▸ Data shown:
==================================================

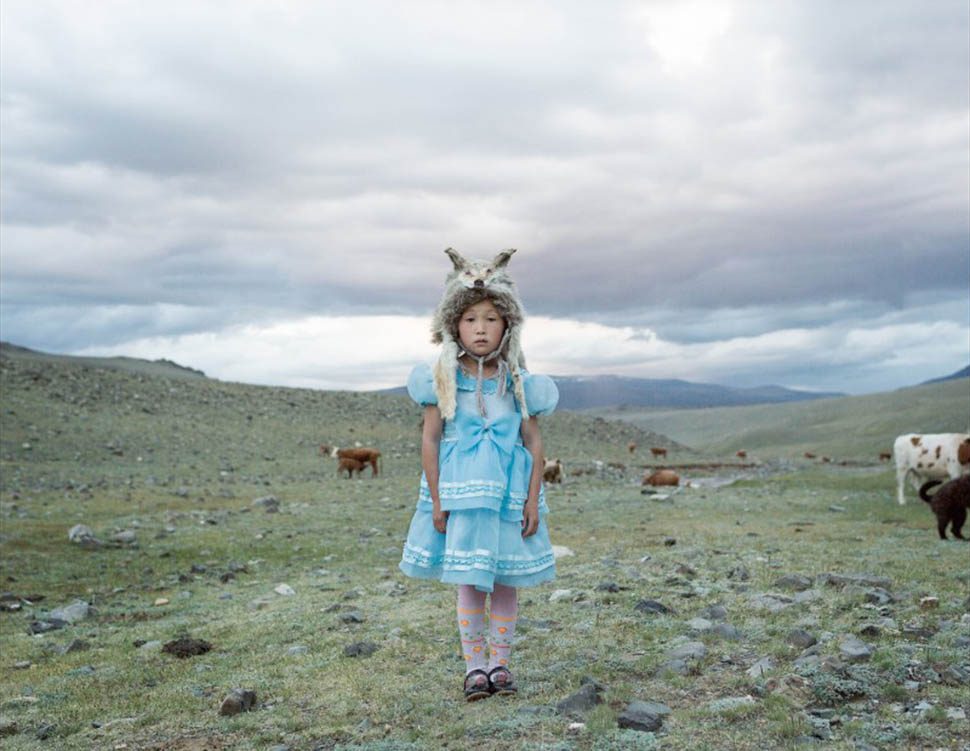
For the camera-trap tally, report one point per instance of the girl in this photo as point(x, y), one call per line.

==================================================

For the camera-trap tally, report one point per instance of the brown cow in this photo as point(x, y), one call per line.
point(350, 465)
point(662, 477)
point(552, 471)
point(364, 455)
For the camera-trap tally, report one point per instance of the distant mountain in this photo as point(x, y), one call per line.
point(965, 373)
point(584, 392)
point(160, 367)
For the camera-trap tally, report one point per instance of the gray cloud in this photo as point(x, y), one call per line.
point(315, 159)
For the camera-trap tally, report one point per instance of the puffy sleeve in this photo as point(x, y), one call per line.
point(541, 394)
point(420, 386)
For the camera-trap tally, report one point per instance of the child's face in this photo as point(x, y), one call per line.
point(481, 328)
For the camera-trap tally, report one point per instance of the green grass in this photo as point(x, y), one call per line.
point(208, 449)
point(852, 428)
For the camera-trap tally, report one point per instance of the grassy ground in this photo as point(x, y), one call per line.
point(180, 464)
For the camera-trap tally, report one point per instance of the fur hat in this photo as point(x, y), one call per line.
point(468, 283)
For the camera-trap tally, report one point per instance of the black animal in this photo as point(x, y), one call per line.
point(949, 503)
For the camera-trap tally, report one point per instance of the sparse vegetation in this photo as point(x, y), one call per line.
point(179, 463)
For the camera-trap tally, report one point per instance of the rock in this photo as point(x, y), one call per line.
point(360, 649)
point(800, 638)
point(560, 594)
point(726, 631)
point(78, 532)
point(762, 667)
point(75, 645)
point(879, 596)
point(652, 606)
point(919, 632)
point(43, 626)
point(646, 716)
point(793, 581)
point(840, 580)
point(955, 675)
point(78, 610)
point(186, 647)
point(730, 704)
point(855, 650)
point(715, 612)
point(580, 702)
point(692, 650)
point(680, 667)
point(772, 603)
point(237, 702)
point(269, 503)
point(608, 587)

==================================================

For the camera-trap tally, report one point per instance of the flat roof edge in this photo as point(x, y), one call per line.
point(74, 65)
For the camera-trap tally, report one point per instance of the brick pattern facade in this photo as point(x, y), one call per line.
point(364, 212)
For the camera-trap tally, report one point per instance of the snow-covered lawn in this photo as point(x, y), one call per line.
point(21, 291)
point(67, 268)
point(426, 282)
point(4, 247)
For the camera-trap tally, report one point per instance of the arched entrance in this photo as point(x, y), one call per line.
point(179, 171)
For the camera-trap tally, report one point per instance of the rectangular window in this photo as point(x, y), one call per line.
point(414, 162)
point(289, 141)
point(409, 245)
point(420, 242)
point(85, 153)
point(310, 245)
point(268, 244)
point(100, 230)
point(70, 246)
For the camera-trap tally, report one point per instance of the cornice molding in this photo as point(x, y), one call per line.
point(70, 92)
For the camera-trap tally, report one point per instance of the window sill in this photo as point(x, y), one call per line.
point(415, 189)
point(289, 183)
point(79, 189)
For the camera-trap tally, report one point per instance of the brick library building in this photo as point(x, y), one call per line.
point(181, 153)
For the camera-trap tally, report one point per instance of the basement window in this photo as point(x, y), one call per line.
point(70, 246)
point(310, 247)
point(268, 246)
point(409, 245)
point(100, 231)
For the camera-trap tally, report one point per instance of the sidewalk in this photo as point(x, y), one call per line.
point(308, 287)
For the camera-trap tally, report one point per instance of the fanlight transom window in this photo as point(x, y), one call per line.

==================================================

Copy the stretch of the records above that runs from the line with "the brick library" through the line with "of the fanlight". Both end lines belong in the copy, and nothing else does.

▸ Finished task:
For the camera-trap tally, report one point per instance of the brick library building in this photo as point(x, y), one call per line.
point(181, 153)
For the camera-trap tally, report one point per instance of the basement window in this photo as point(x, y), one call per line.
point(70, 246)
point(310, 247)
point(268, 246)
point(409, 245)
point(100, 231)
For the camera-trap tally, report one point per instance of the sidewalk in this photo as point(x, y), one call per line.
point(308, 287)
For the camera-trap tally, report one point per instance of the fanlight transom window in this photo as point(x, y), one call per line.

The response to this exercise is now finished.